• WORK ITEM: Every entry below should be returned exactly as it appears, with pictures left out.

• LISTED ENTRIES:
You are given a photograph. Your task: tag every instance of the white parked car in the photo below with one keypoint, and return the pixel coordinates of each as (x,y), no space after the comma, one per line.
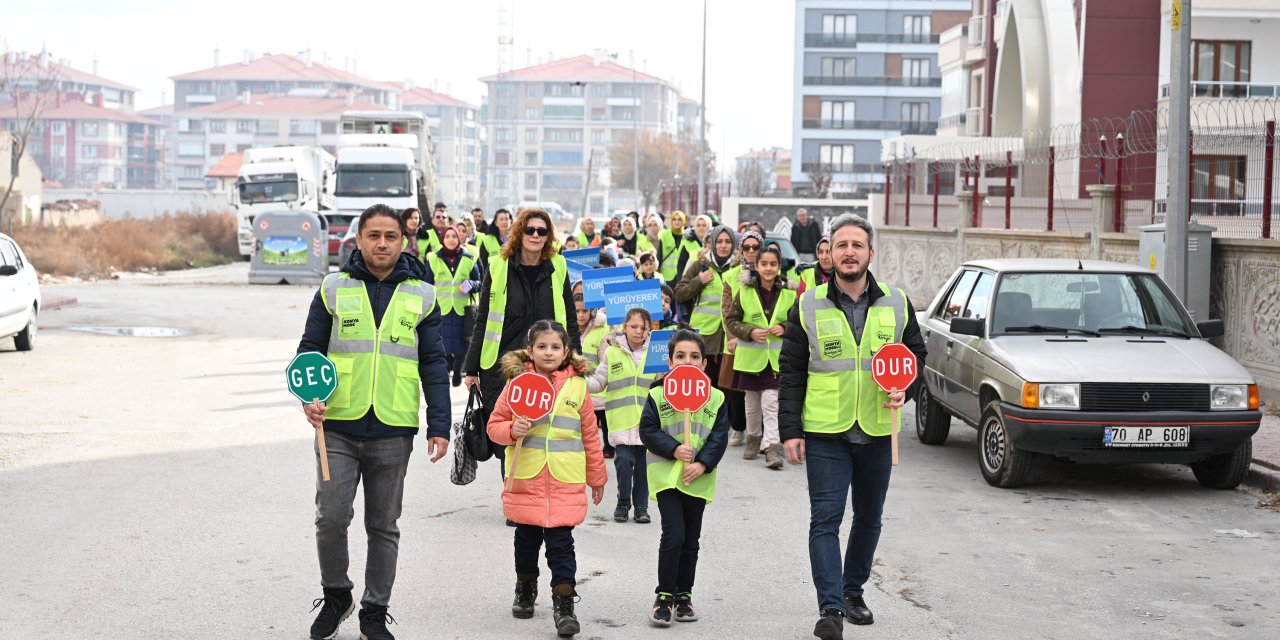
(19,296)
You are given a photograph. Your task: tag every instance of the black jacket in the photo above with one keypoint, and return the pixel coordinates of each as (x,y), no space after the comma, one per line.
(663,444)
(794,362)
(525,306)
(432,366)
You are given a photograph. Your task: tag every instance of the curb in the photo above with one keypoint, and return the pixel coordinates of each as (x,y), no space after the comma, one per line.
(56,302)
(1264,478)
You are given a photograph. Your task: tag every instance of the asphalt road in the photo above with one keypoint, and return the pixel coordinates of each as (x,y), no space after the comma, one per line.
(164,487)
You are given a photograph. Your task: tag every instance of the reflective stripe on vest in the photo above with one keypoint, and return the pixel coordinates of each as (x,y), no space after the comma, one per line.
(556,440)
(840,388)
(627,388)
(664,474)
(498,304)
(376,362)
(707,310)
(752,356)
(447,293)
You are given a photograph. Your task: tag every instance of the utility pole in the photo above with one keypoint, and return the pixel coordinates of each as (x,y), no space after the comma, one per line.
(702,123)
(1179,147)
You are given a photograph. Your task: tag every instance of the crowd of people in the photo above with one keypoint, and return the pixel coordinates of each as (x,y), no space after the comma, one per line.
(501,301)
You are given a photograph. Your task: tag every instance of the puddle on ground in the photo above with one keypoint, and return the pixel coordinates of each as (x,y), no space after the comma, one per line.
(135,332)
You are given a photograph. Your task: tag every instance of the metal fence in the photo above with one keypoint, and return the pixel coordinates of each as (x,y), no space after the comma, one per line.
(1041,178)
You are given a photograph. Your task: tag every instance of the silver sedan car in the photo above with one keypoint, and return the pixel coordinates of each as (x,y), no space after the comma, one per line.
(1086,361)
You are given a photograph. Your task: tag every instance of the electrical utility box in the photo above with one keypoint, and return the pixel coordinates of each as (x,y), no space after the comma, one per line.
(1200,247)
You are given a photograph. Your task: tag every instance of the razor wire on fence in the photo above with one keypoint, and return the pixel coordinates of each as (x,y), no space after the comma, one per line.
(1042,178)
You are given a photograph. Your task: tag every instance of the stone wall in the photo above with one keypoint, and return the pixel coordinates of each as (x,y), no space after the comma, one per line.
(1246,278)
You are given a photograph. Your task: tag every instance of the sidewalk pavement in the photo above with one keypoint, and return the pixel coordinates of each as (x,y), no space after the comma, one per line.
(1265,471)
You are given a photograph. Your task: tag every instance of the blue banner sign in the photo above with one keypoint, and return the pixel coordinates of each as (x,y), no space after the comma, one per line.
(595,279)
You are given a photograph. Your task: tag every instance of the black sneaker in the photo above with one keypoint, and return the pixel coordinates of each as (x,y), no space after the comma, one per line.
(334,608)
(831,625)
(526,594)
(661,613)
(373,624)
(563,597)
(856,611)
(685,607)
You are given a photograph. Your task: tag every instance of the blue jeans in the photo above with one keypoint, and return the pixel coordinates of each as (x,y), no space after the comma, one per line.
(629,460)
(833,469)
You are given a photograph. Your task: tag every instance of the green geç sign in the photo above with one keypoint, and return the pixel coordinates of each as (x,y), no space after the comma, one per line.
(311,376)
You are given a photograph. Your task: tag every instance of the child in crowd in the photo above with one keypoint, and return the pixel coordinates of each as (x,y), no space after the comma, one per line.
(560,456)
(682,480)
(593,329)
(758,320)
(621,378)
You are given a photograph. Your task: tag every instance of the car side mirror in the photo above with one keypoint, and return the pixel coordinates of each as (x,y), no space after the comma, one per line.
(1211,329)
(968,327)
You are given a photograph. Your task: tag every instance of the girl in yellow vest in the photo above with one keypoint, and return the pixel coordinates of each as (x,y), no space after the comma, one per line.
(621,378)
(593,329)
(560,457)
(682,480)
(457,279)
(758,319)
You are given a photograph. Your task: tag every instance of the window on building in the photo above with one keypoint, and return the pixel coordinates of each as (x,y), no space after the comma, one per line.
(837,27)
(839,158)
(839,67)
(917,28)
(915,71)
(1221,68)
(915,113)
(839,114)
(1219,186)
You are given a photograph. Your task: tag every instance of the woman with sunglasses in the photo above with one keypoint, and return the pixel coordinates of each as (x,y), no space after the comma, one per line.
(526,282)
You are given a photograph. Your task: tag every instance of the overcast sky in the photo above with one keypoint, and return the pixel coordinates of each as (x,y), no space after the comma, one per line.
(449,42)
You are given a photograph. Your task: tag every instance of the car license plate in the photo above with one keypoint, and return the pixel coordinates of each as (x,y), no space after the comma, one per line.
(1147,437)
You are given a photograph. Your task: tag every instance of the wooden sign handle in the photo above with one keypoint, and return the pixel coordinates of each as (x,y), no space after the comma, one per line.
(324,451)
(515,460)
(897,416)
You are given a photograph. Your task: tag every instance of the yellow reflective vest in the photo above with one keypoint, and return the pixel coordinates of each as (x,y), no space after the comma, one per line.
(376,364)
(840,391)
(664,474)
(752,356)
(498,304)
(556,440)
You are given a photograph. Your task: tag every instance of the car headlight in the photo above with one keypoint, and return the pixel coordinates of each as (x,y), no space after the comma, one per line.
(1060,396)
(1225,397)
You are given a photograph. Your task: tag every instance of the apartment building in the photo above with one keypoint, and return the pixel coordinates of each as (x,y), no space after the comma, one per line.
(864,71)
(551,127)
(457,141)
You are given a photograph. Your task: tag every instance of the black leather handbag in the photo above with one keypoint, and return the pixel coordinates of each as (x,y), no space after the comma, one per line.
(475,421)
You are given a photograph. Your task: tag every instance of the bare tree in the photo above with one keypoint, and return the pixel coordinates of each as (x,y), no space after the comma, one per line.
(26,83)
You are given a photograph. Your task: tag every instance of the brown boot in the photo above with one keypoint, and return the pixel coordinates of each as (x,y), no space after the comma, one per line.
(773,456)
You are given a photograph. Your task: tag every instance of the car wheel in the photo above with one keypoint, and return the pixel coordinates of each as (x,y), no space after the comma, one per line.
(1225,470)
(1002,464)
(932,421)
(26,341)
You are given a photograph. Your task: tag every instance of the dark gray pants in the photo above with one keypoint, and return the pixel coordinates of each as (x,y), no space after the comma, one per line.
(382,464)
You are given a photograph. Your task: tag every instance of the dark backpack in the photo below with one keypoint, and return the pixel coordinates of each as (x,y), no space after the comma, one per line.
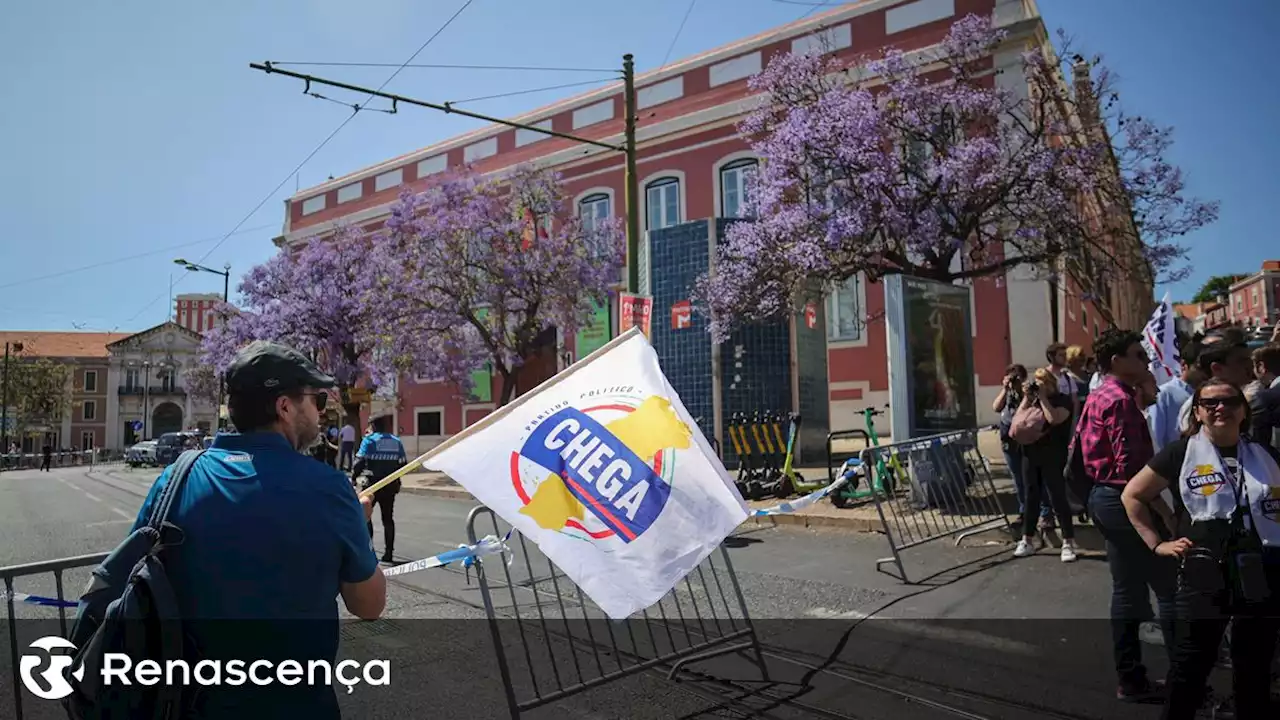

• YOUR SOLUTION:
You are given a photograph. Your task: tag every instance of the white parked car in the photo below with one keypoint, and return the pixel coordinates of each as (x,y), no space after the comma, one per line.
(19,296)
You are given a photograph. Your task: tag every instance of the black jacket in the photo above with one keypoint, and return the pixel coordinates of each as (x,y), no space after the comma, one per line.
(663,444)
(794,362)
(525,306)
(432,366)
You are given a photograph. Your task: tag every instance of the curb in the photo above with one keypoint, and return the pixel coordinates of each as (x,y), no space after the comma, one per line.
(56,302)
(1264,478)
You are given a photograph. Your task: tag every instance of the asphalt road in the photo above with one keypoint, and return the pixel coordinates of each as (x,y), no space after the comma, one per line.
(164,487)
You are given a photograph. Your task: tag every instance of the reflective stripe on vest in the photo above with one keypoint, and return the pixel coordinates of each as (x,y), no space after the comma, one per line.
(556,440)
(840,388)
(627,388)
(664,474)
(498,304)
(376,362)
(707,310)
(752,356)
(447,293)
You are given a photograph. Your task: tag every instance of the utility pole in the photo above with one keypoint, and return the pixel coordinates of each as (x,y), no space after the comma, one per line.
(702,123)
(1179,147)
You are given a photograph. Your task: tag every instance of the crowd of people in the photo above with one keypoint, and return the pixel coordinates of each as (x,y), no space after the comma, one per line.
(501,301)
You are given a photograph. Your task: tag every instance of the puddle on ground in the photo above with one keypoint, and return the pixel coordinates of each as (x,y), no space after the comma, one per line.
(135,332)
You are given a photograph. Your task: tag every instance of the metal fence in the photo above with one keypoint, and return the pixel coordinates of each as (x,y), no space after the comma, one per line.
(1041,178)
You are given a photograph. Your task: tag every instance of the silver sedan car in the photo above with one keypoint, and return the pixel coordinates of each as (x,y), no space after the comma, one per line.
(1086,361)
You are given a photograph. Your task: tag every instance of the electrical utility box in the photo above with one keypoint, and return the pixel coordinates of each as (x,y), no space after the comma, one per line.
(1200,247)
You are given a photograph. Your task: tag every instance of the razor wire on fence in the photo above with one keypoint, and return the pixel coordinates of each as (x,y), no space after the comma, one per line.
(1042,178)
You are given a photograph. Your task: tag every instance of the stone wall in the photo above with one keypoint, and return the pixel coordinates of each as (x,y), no space after the comma, one per line.
(1246,278)
You are given a photograph. Your task: tag every instance of the sidewalk pavement in the photo above with one keypoint, and return the pixel coordinates of each as (x,y), no space after the comma, one per line.
(1265,471)
You are given a photograph. Your task: tag every instance of the blue banner sign in the photo above with one keypoint, and return the pixel coordinates of each as (x,y), no space after the comma, one per line.
(595,279)
You are given a photograph. Your task: tag every instance of the black sneaker in the photo above with one keypoint, and return the pixel coordinates of each as (x,y), no space after the comma, one per line.
(334,608)
(831,625)
(526,594)
(661,613)
(373,624)
(563,597)
(856,611)
(685,607)
You are given a photograph. Your task: tag every instance of the blue jeans in the photo above with one keypoint, and return the pixel coordinates of each as (x,y), no space after the comma, one per line.
(629,460)
(833,469)
You are given a photograph. Your task: tag every instance of the green geç sign in the photo above with one keypoint, and return the pixel coordinates of each as (x,y), no space after the comma, one per line.
(311,376)
You are given a photograph. Your task: tag every instance of the child in crowd in the photo above with one keypoint, and return the pixel coordinates of each as (x,y), no space after the comma, one per line.
(560,456)
(682,480)
(593,329)
(758,320)
(621,378)
You are given a photograph. Your task: tag every instance of the car side mirror in the photo above with one keypoint, and return the pixel coordinates of each as (x,y), no space after the comma, one per line.
(1211,329)
(968,327)
You are given a photograph. Your task: tag every instance of the girl in yellow vest in the photo above with one keypoint, and return the pixel coordinates of each as (x,y), no space after the comma, one per line.
(621,378)
(593,329)
(560,457)
(682,480)
(457,279)
(758,319)
You are given a photograph. Your task: tag every instance of the window on building in the photo above with one keypoint, and return the pixel coordinates of each as (x,y), no space after the comma, one per line.
(837,27)
(839,158)
(839,67)
(917,28)
(915,71)
(1221,68)
(915,113)
(839,114)
(1219,186)
You are given a photograph. Your task: tag every instance of the woman with sunglasses in the photo above with one keypoint, and return the pixel coordinates of each as (x,y), no space after the comma, one per line.
(526,282)
You are given a photograph. Your task: tag every instance of the overcast sky in the photo above with one keypoint, and return the pixel coordinates of each as (x,y), no space after the comma, one per line.
(449,42)
You are given a photograph. Your task: tag every instance of the car license plate in the photo above with one keypoint, and return the pixel coordinates of each as (x,y), no space after the comma, one per line.
(1147,437)
You are given a photograph. Your task: tag every instance of the wooden sign handle in the photo above with one keypoint, and return the pixel coordinates of each as (x,y), no space after the comma, one per line.
(324,451)
(515,460)
(897,416)
You are given a photograph. Your task: tag every instance of the yellow reflective vest in the photo above with one keypoint, and return the pixel coordinates of each as (x,y), no space after the comma, one per line.
(376,364)
(840,391)
(664,474)
(752,356)
(498,304)
(556,440)
You are given a photograph. Your task: tag every instance of the car headlight in the photo above with one keypoint, and return the pixel coordinates of each as (x,y), no space after the comma, one per line.
(1060,396)
(1225,397)
You are given a photograph. Your task: tag every instance of the apartment building in the photo above with one keypoint, and return the pixel coordinates of each as (x,y), no space after the comma, one per line.
(864,71)
(551,127)
(457,141)
You are given a photograph. Your task: tag every instance of the black leather handbag in the photo above with one keypoint, and return the pixel coordinates of each as (x,y), no space after the comma, one per line.
(475,421)
You are given a photograph. Your task: tag every instance of the bare tree in the photo above with one keypoint, and return the pixel coordinates of each as (x,y), no space after the comma, one per line.
(26,83)
You are given a photograph. Your task: tag every instance of the brown boot in the photo above with one keypoint, and return the pixel coordinates of each as (x,y), no space after the comma, one per line.
(773,456)
You are given a photograph. Your task: tag every instance of the car wheel in the photo above with one keypoint, and return the pixel coordinates of each as (x,y), no space after the comma, one per line.
(1225,470)
(1002,464)
(932,421)
(26,341)
You are given a photograph. Your task: tag every instance of the dark gray pants in the photo above with one keypoint, and return the pixel coordinates of each as (x,y), no space after the comma, one per line.
(382,464)
You are given a photograph. Your task: tag every instance of the dark backpack in the photo below with one keypoint, and return the pixel coordinates of each as (x,y), no space after the comma, one per line.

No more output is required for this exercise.